* [Tugas yang Dikerjakan]
(1) Daftarkan setiap baris entri yang memuat kata "green".
(2) Tuliskan lanjutan berita tentang klarifikasi Evi Nardi atas laporan LSM Fakta, dimulai setelah kalimat terakhirnya.

* [Teks Bacaan]
———
Klarifikasi Soal Laporan LSM Fakta, Evi Nardi Sebut Itu Tidak Ada yang Melanggar Aturan

MANGGAR: Mantan Pengurus Koni Kabupaten Beltim Evi Nardi sampaikan sangahan dan klarifikasi atas pernyataan LSM Fakta terkait rangkap jabatan yang dianggap langgar aturan perundang-undangan yang berlaku maupun penerimaan tunjangan yang diberikan kepada pengurus Koni Beltim.

“Pada intinya, tidak ada masalah, dan tidak melanggar aturan,” katanya Evi Nardi, pengurus KONI Beltim ketika itu, saat menghubungi trawangnews.com pada hari ini, Sabtu 25 Juni 2022.

Menurut Evi, Untuk pejabat struktural yang menjadi pengurus Koni Provinsi maupun Kabupaten/Kota seluruh Indonesia tidak masalah asalkan Pejabat Struktural tersebut itu bukan menjadi Ketua Umum Koni Provinsi maupun Kabupaten/Kota.

“Adapun untuk penggunaan dana hibah koni dari tahun 2017-2021 adalah berdasarkan usulan yang disampaikan melalui proses dan tahapan sesuai dengan peraturan perundang-undangan yang berlaku pada saat itu dan sudah sesuai dengan mekanisme pengganggarannya karena usulan tersebut disampaikan ke Bupati dan dilakukan verifikasi teknis oleh Dinas Teknis terkait, serta untuk masalah tunjangan insentif setiap bulan perlu saya jelaskan bahwa selama menjadi pengurus Koni masa jabatan 2017-2021 saya tidak pernah menerima tunjangan pengurus koni,” katanya

Evi Nardi menambahkan bahwa pada saat kepengurusan Koni 2017-2021 juga banyak pejabat struktural yang menjadi pengurus koni beltim karena memang tidak melanggar aturan dan sesuai ketentuan dalam UU Sistem Keolahragaan Nasional serta AD/ART Koni.

“Jadi tidak ada masalah dan tidak melanggar undang-undang, ” katanya.

Seperti diketahui, Ketua LSM Fakta Ade Kelana bertandang di Kantor Kajari Belitung Timur baru-baru ini dan melaporkan segembok berkas laporan dugaan TIPIKOR ( tindak pidana korupsi) yang diduga yang dilakukan oleh yang berinisial e.n yang saat itu semasa menjabat sebagai Wakil 1 Koni Kabupaten Belitung Timur masa bakti tahun 2017 sampai dengan tahun 2021 dan yang bersangkutan saat itu juga menjabat salah satu kepala dinas instansi di Belitung Timur.
———
[Entri data]
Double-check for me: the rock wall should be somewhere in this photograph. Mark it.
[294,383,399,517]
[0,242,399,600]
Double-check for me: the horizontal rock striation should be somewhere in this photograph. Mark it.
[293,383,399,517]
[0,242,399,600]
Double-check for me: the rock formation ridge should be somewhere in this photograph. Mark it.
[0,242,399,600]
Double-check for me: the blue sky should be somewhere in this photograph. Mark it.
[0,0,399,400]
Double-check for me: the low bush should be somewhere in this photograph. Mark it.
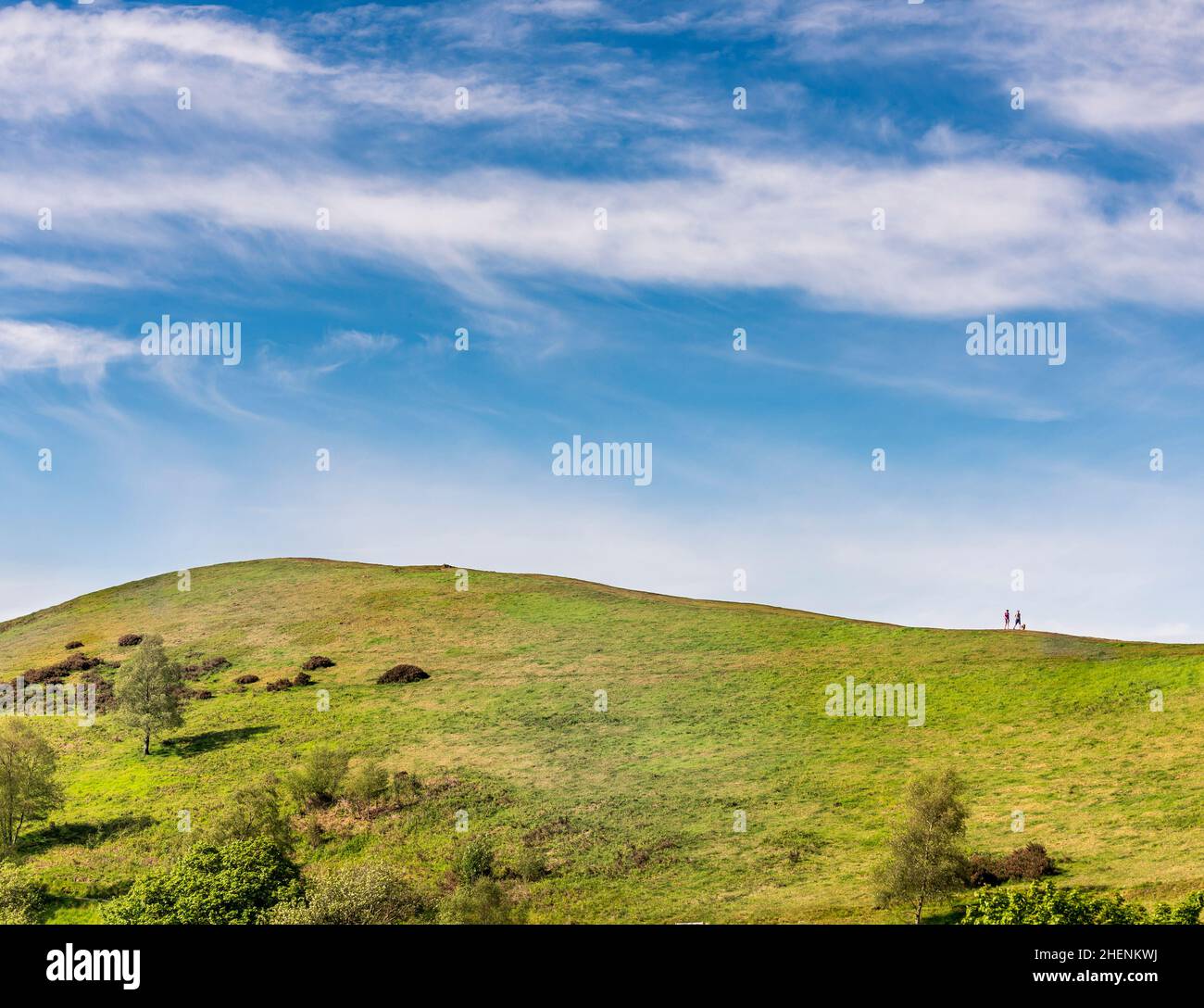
[962,882,1204,924]
[344,762,389,808]
[999,843,1054,882]
[270,863,426,924]
[104,837,301,924]
[440,878,525,924]
[967,843,1056,888]
[453,839,494,884]
[377,665,431,686]
[80,672,117,714]
[0,863,45,924]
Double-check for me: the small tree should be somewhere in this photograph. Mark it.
[0,716,63,848]
[284,746,350,808]
[116,637,184,755]
[879,770,967,924]
[211,774,293,855]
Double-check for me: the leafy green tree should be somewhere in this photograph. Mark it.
[284,746,348,808]
[962,882,1204,924]
[878,770,968,924]
[209,774,295,854]
[116,637,184,755]
[105,837,301,924]
[271,863,426,924]
[440,878,526,924]
[0,716,63,848]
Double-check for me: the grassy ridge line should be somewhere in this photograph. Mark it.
[0,559,1204,920]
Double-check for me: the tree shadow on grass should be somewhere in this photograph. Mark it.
[20,815,156,852]
[161,725,278,756]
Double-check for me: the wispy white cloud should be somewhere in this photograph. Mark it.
[0,319,137,379]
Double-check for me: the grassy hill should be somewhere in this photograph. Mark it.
[0,560,1204,921]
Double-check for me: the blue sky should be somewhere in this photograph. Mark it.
[0,0,1204,641]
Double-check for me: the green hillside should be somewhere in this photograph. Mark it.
[0,560,1204,921]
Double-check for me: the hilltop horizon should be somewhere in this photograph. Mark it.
[0,557,1204,647]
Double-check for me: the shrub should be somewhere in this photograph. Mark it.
[962,882,1204,924]
[0,716,64,848]
[80,672,117,714]
[105,837,301,924]
[0,863,45,924]
[377,665,431,686]
[344,762,389,808]
[270,863,426,924]
[967,854,1006,888]
[453,839,494,884]
[440,878,524,924]
[999,843,1054,882]
[390,770,422,803]
[209,774,294,854]
[285,746,348,808]
[51,651,105,672]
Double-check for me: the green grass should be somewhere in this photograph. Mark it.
[0,560,1204,921]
———
* [Jawaban Tugas]
(1)
Double-check for me: the leafy green tree should be somewhere in this photograph. Mark it.
Double-check for me: the green hillside should be somewhere in this photograph. Mark it.
Double-check for me: the green grass should be somewhere in this photograph. Mark it.

(2)
Saat berada di Kajari, LSM Fakta ini diterima langsung dari pihak kejari Beltim dan menerima berkas dugaan tindak pidana korupsi tersebut.

Menurut Ade Kelana, pihaknya menyoroti bahwa ketika yang bersangkutan dianggap merangkap dua jabatan yang satu di koni Beltim dan yang satu lagi menjadi kepala dinas di instansi terkait. Tapi, yang bersangkutan mengambil tunjangan jabatan ataupun mengambil dana SPPD yang berasal dari dana Koni Beltim.

“Menurut hemat kami, yang bersangkutan dianggap mempunyai jabatan rangkap sebagaimana diatur dalam pp .no 16 tahun 2007 bahwa pejabat eselon 2 struktural tidak boleh menduduki jabatan ditubuh koni,” katanya.

Sebab itu, kata Ade Kelana, LSM Fakta membuat laporan ke Kejari Beltim agar dapat ditindaklanjutinya. “Kita minta action/tindakan selanjutnya dari Kajari Beltim,” katanya.

Sementara itu, dikonfirmasi kamarudin alias toyo yang masih menjabat sebagai ketua koni masa bakti 2021 -2025 dikantornya membenarkan hal itu.

“Saya periksa berkas- yang lama ternyata benar yang bersangkutan sempat menjadi pengurus Koni Beltim dan paling banyak menggunakan dana koni dalam hal sppd. Saya heran sekali bahwa yang bersangkutan sebagai kepala dinasnya banyak biaya perjalanan dinas dengan menggunakan dana koni. Padahal jelas aturan Pejabat eselon 2 tidak boleh duduk dan punya jabatan ditubuh koni terkecuali sebagai anggota biasa. Itu sudah jelas diatur di pp no 16 thun 2007,” katanya.

Memang saja, kata Kamarudin, pada kepengurusan koni masa bakti 2017-2021 mempunyai anggaran sangat besar dan setelah dilakukan pengecekan NPHD tahun 2018 sebesar Rp 10 milyar , tahun 2019 dan Rp 6 milyar , Tahun 2020 sebesar Rp .5.950 milyar.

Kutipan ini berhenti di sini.